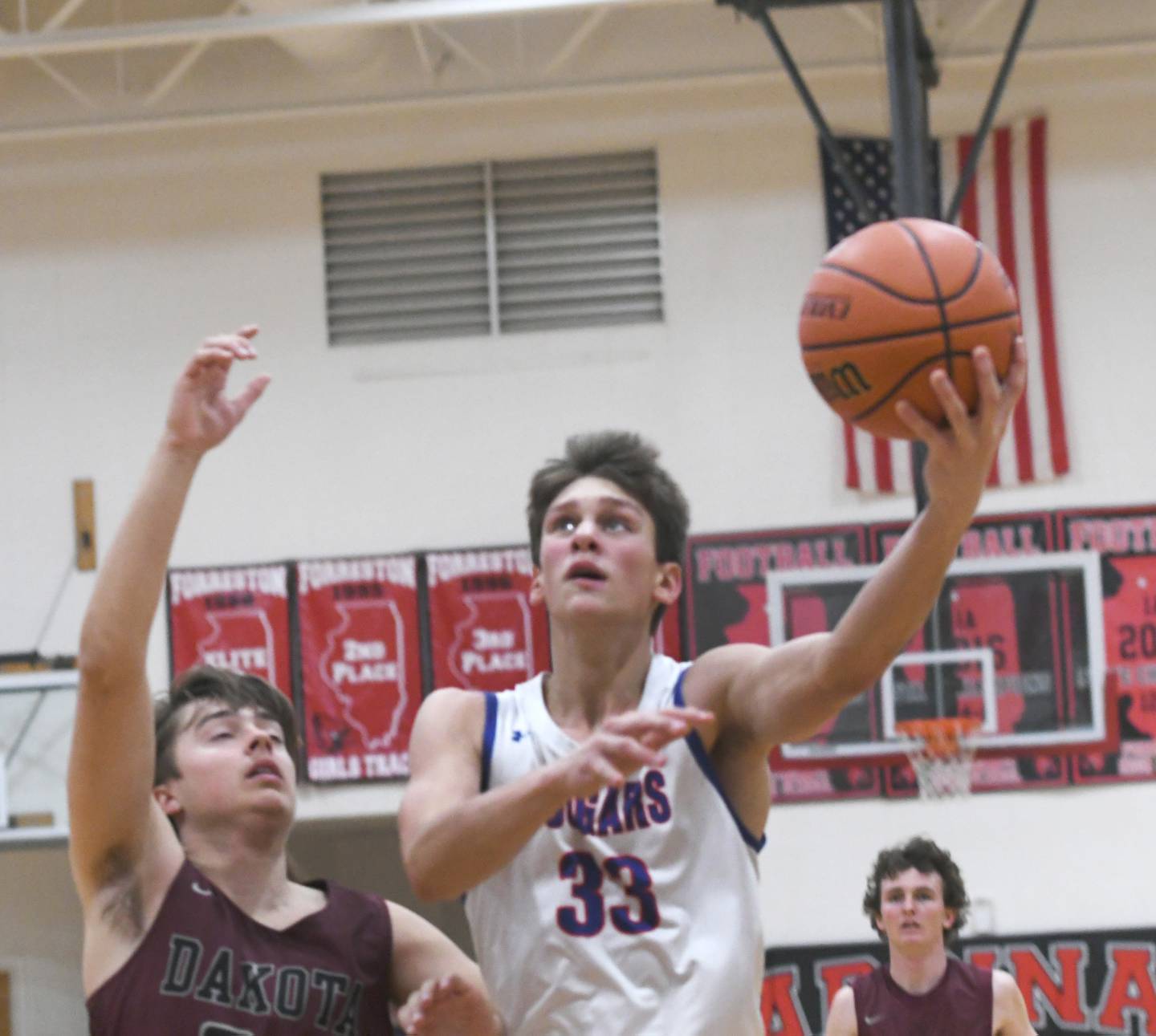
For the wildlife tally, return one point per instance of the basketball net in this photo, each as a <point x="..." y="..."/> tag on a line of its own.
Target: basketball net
<point x="941" y="752"/>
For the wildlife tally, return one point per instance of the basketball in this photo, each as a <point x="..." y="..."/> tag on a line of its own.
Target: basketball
<point x="895" y="302"/>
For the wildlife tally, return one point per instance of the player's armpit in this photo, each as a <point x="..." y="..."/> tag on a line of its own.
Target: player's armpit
<point x="842" y="1019"/>
<point x="762" y="697"/>
<point x="438" y="988"/>
<point x="444" y="775"/>
<point x="1009" y="1012"/>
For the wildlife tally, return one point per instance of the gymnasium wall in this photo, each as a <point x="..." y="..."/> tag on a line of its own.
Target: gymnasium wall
<point x="120" y="251"/>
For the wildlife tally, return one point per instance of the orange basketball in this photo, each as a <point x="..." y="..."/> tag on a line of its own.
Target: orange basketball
<point x="895" y="302"/>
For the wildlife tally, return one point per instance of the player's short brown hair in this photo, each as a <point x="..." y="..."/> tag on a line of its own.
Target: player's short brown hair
<point x="929" y="859"/>
<point x="631" y="463"/>
<point x="207" y="683"/>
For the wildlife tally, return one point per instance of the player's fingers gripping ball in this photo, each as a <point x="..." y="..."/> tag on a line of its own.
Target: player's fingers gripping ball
<point x="893" y="303"/>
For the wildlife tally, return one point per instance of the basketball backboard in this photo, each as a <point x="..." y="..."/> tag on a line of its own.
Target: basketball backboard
<point x="1016" y="641"/>
<point x="36" y="722"/>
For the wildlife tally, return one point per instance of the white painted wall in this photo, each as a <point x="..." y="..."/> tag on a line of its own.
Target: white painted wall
<point x="120" y="252"/>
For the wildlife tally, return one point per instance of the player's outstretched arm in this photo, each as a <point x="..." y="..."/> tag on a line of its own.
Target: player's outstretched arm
<point x="1008" y="1009"/>
<point x="444" y="807"/>
<point x="439" y="989"/>
<point x="842" y="1019"/>
<point x="115" y="826"/>
<point x="788" y="692"/>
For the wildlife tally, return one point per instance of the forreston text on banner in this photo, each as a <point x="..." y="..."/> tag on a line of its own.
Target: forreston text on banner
<point x="234" y="618"/>
<point x="485" y="634"/>
<point x="360" y="656"/>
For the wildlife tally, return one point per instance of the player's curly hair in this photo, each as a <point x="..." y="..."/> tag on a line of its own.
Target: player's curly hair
<point x="207" y="683"/>
<point x="929" y="859"/>
<point x="631" y="463"/>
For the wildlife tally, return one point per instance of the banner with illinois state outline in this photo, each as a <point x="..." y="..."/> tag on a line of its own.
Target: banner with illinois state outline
<point x="1126" y="541"/>
<point x="360" y="665"/>
<point x="234" y="618"/>
<point x="485" y="634"/>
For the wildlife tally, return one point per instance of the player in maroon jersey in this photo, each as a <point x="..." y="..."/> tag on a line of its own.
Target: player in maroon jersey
<point x="192" y="925"/>
<point x="917" y="901"/>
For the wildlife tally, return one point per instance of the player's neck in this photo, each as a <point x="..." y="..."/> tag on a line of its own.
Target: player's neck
<point x="592" y="678"/>
<point x="918" y="970"/>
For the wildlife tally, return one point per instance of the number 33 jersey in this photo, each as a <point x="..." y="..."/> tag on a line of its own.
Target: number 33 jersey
<point x="633" y="912"/>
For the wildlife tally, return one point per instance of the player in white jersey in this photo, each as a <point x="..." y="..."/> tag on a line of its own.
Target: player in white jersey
<point x="604" y="819"/>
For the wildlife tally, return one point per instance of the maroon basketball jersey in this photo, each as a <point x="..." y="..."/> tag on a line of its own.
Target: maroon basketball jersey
<point x="959" y="1005"/>
<point x="206" y="968"/>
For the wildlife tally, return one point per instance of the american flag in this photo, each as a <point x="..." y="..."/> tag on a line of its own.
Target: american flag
<point x="1007" y="209"/>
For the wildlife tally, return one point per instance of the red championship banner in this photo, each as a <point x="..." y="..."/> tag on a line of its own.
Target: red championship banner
<point x="1126" y="541"/>
<point x="234" y="618"/>
<point x="1008" y="615"/>
<point x="727" y="602"/>
<point x="360" y="655"/>
<point x="485" y="634"/>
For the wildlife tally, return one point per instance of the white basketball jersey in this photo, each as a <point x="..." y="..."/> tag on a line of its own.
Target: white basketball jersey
<point x="633" y="912"/>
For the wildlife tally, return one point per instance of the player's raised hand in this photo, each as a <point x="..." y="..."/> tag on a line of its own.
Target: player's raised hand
<point x="625" y="744"/>
<point x="959" y="457"/>
<point x="201" y="415"/>
<point x="448" y="1006"/>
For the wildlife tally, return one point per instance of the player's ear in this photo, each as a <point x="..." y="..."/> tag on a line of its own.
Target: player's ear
<point x="168" y="802"/>
<point x="669" y="583"/>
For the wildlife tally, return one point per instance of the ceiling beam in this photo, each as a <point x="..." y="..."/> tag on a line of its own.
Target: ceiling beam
<point x="184" y="31"/>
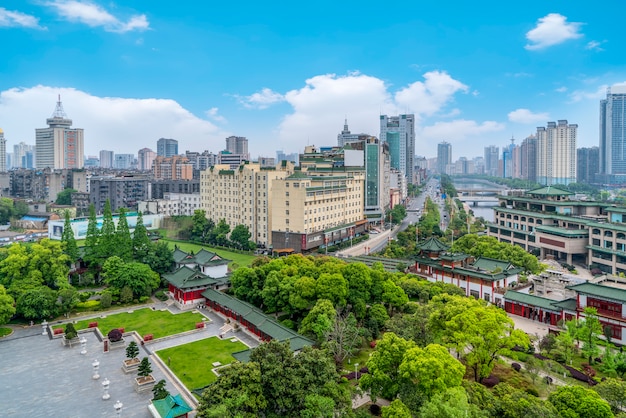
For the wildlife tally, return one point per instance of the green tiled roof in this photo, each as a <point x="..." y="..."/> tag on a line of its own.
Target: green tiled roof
<point x="532" y="300"/>
<point x="432" y="244"/>
<point x="202" y="258"/>
<point x="596" y="289"/>
<point x="491" y="264"/>
<point x="549" y="191"/>
<point x="567" y="304"/>
<point x="171" y="406"/>
<point x="563" y="232"/>
<point x="254" y="315"/>
<point x="186" y="278"/>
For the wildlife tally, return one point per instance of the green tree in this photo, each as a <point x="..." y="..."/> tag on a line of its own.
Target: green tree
<point x="132" y="351"/>
<point x="37" y="303"/>
<point x="141" y="241"/>
<point x="319" y="320"/>
<point x="159" y="390"/>
<point x="70" y="247"/>
<point x="344" y="338"/>
<point x="383" y="378"/>
<point x="107" y="245"/>
<point x="7" y="306"/>
<point x="477" y="332"/>
<point x="589" y="331"/>
<point x="144" y="368"/>
<point x="91" y="240"/>
<point x="200" y="225"/>
<point x="64" y="197"/>
<point x="396" y="409"/>
<point x="123" y="240"/>
<point x="452" y="403"/>
<point x="160" y="258"/>
<point x="431" y="370"/>
<point x="579" y="402"/>
<point x="614" y="392"/>
<point x="240" y="236"/>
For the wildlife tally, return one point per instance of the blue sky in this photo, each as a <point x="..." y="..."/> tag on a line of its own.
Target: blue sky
<point x="286" y="74"/>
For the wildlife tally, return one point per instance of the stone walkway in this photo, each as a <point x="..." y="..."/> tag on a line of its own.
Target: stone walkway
<point x="42" y="378"/>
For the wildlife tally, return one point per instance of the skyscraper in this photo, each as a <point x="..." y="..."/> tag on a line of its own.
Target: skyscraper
<point x="399" y="131"/>
<point x="444" y="156"/>
<point x="106" y="159"/>
<point x="167" y="147"/>
<point x="59" y="145"/>
<point x="3" y="152"/>
<point x="145" y="158"/>
<point x="588" y="164"/>
<point x="238" y="145"/>
<point x="492" y="155"/>
<point x="613" y="132"/>
<point x="556" y="153"/>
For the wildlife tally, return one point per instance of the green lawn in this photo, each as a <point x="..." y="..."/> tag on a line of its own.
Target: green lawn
<point x="145" y="321"/>
<point x="192" y="363"/>
<point x="240" y="259"/>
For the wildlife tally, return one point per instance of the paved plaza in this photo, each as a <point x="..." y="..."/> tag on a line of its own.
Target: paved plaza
<point x="39" y="377"/>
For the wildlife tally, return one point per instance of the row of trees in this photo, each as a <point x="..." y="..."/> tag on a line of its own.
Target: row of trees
<point x="205" y="230"/>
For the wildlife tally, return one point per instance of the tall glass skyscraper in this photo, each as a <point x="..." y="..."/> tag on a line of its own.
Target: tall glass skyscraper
<point x="402" y="129"/>
<point x="613" y="132"/>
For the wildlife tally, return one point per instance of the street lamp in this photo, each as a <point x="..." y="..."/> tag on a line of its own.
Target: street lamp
<point x="118" y="407"/>
<point x="96" y="366"/>
<point x="105" y="386"/>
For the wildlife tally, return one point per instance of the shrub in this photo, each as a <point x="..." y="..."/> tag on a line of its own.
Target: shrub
<point x="106" y="299"/>
<point x="115" y="335"/>
<point x="90" y="305"/>
<point x="70" y="332"/>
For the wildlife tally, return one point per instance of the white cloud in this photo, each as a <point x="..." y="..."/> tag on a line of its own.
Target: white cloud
<point x="261" y="100"/>
<point x="13" y="18"/>
<point x="594" y="45"/>
<point x="428" y="97"/>
<point x="552" y="29"/>
<point x="527" y="117"/>
<point x="458" y="130"/>
<point x="94" y="15"/>
<point x="114" y="123"/>
<point x="580" y="95"/>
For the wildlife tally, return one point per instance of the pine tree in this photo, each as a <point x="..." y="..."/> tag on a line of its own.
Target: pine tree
<point x="123" y="241"/>
<point x="141" y="241"/>
<point x="91" y="240"/>
<point x="71" y="249"/>
<point x="107" y="244"/>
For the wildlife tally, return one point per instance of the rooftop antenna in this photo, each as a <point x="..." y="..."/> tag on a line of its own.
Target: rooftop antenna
<point x="58" y="111"/>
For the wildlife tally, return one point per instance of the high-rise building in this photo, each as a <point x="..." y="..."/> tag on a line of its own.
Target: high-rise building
<point x="613" y="132"/>
<point x="3" y="152"/>
<point x="345" y="137"/>
<point x="145" y="157"/>
<point x="124" y="161"/>
<point x="59" y="145"/>
<point x="556" y="153"/>
<point x="528" y="159"/>
<point x="444" y="157"/>
<point x="106" y="159"/>
<point x="167" y="147"/>
<point x="588" y="164"/>
<point x="20" y="151"/>
<point x="492" y="155"/>
<point x="399" y="133"/>
<point x="238" y="145"/>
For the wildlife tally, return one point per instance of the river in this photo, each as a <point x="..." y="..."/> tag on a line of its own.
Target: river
<point x="484" y="209"/>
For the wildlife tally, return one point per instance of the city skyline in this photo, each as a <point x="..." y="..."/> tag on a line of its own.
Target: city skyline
<point x="131" y="76"/>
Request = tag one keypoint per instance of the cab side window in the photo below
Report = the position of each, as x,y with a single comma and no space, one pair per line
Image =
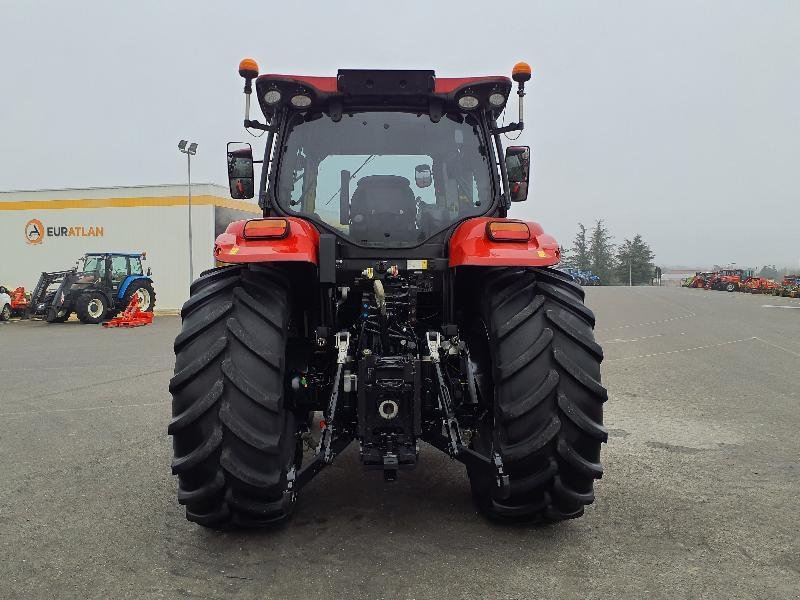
136,265
119,269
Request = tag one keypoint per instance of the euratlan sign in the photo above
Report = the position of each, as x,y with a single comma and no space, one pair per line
35,231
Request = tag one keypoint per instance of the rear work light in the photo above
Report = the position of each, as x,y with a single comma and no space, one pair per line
259,229
508,231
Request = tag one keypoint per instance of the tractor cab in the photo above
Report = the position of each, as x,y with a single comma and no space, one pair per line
383,159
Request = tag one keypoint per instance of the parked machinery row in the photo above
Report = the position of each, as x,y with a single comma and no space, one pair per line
744,280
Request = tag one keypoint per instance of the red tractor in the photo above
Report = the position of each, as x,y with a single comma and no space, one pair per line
728,280
387,288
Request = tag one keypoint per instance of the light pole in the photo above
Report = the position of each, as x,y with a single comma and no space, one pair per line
189,151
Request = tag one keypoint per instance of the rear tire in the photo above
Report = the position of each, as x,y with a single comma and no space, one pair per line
147,293
542,394
234,441
91,308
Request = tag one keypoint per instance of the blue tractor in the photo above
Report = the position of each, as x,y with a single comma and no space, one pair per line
583,277
100,286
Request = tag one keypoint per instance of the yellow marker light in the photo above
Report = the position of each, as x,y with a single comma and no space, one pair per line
521,72
508,231
259,229
248,68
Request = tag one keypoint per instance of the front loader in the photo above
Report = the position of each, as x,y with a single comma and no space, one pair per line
386,288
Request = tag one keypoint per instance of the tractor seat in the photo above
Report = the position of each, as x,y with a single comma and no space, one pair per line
383,209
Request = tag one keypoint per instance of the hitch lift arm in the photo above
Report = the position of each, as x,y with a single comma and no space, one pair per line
452,444
330,445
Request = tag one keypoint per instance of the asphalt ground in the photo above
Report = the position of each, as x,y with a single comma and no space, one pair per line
699,497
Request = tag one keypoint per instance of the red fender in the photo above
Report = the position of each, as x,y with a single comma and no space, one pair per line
470,245
301,245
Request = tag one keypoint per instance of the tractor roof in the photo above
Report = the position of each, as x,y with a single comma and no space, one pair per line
370,88
129,254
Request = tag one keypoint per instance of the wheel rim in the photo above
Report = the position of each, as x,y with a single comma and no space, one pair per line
144,298
95,308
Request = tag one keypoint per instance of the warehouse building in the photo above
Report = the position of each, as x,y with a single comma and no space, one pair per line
48,230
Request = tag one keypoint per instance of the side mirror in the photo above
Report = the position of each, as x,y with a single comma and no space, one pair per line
240,170
423,176
518,163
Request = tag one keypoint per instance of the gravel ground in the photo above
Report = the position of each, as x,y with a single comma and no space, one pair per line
698,499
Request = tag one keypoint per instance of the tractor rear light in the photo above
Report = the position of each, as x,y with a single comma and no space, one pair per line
508,231
259,229
468,102
272,97
301,101
497,99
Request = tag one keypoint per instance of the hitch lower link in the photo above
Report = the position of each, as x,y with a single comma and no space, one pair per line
452,443
329,444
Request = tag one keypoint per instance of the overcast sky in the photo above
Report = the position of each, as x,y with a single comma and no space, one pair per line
676,120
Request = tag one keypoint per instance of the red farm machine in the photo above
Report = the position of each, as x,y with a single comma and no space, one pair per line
386,287
728,280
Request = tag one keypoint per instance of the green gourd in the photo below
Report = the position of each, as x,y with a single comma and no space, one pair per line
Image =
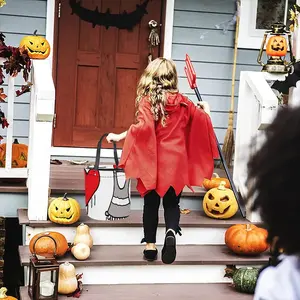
244,279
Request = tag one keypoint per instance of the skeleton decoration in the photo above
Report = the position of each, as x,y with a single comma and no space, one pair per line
153,38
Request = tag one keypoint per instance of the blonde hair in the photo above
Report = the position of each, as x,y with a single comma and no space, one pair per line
159,77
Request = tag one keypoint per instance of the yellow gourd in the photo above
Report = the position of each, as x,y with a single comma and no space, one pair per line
67,281
83,235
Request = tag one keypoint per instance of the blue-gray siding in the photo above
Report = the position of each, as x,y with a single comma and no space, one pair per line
212,55
19,18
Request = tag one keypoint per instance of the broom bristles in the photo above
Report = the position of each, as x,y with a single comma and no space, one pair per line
228,146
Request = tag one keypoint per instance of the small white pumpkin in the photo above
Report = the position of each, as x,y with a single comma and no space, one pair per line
67,281
83,235
81,251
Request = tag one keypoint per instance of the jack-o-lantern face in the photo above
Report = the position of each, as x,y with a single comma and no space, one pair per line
64,210
220,203
276,46
37,46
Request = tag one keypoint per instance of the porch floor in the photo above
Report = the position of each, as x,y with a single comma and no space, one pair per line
219,291
69,178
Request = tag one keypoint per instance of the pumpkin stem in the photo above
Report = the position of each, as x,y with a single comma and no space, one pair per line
3,292
222,186
230,270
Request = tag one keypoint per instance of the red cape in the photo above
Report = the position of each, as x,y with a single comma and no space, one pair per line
179,154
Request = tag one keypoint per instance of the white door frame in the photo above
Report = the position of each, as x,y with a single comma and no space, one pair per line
168,37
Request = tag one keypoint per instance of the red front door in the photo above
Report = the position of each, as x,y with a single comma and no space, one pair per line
97,72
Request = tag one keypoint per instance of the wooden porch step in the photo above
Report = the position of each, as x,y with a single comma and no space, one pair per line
193,219
132,256
69,178
218,291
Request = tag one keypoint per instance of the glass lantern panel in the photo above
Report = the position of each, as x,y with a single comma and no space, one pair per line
47,283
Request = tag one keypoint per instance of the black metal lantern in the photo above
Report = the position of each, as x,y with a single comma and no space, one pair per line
276,50
43,276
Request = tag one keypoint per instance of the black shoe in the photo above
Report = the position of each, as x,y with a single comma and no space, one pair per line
150,255
169,249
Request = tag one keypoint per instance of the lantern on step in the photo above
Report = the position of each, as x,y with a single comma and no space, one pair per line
276,49
43,276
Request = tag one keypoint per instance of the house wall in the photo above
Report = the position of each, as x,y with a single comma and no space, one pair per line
212,56
19,18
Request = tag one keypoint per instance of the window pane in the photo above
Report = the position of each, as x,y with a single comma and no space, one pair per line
270,12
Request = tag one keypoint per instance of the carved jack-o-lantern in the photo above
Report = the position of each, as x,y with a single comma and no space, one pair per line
276,46
220,203
37,46
64,210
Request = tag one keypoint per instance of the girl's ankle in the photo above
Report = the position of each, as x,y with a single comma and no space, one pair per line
150,246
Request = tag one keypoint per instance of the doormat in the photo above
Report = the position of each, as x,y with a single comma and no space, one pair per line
124,20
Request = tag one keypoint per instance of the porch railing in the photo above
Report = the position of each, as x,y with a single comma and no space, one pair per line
40,137
257,107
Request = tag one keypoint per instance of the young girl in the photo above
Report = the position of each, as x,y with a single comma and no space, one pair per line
172,145
274,172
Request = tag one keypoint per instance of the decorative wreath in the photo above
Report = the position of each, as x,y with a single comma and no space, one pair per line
122,21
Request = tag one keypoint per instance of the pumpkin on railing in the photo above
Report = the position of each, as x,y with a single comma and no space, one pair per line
19,155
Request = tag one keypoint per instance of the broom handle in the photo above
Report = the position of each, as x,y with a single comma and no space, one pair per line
235,192
234,63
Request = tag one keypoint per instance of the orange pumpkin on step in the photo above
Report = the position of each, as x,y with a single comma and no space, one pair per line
214,182
3,295
246,239
19,155
43,244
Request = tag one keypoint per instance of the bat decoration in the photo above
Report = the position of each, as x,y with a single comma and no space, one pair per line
122,21
291,80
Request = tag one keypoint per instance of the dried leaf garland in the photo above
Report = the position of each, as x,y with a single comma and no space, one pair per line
16,60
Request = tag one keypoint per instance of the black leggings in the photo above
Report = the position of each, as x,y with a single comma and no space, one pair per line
150,214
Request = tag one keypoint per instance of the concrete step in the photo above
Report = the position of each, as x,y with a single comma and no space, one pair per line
156,291
125,265
197,229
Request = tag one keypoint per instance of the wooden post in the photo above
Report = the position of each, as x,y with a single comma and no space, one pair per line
40,138
294,99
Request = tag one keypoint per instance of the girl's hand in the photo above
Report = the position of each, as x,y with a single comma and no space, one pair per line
112,137
204,105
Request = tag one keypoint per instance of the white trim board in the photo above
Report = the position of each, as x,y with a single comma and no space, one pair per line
167,46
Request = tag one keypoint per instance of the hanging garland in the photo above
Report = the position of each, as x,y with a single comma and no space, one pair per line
122,21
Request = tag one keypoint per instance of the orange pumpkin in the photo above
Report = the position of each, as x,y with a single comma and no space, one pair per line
37,46
214,182
276,46
3,295
45,246
246,239
19,155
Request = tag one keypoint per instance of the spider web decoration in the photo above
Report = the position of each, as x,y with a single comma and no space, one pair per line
124,20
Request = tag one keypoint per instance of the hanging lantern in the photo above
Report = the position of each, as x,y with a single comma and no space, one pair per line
43,276
276,50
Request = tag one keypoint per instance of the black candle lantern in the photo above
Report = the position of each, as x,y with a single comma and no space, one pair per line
43,276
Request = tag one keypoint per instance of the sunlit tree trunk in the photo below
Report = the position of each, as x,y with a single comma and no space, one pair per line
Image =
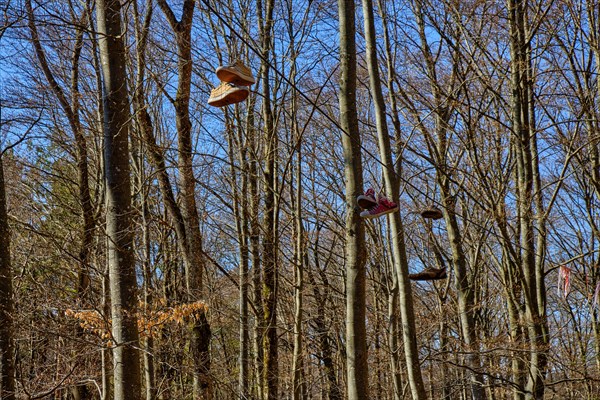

┄┄┄┄┄┄┄┄┄┄┄┄┄┄┄┄┄┄┄┄

Give only the number of lines in the data that hold the word "black".

4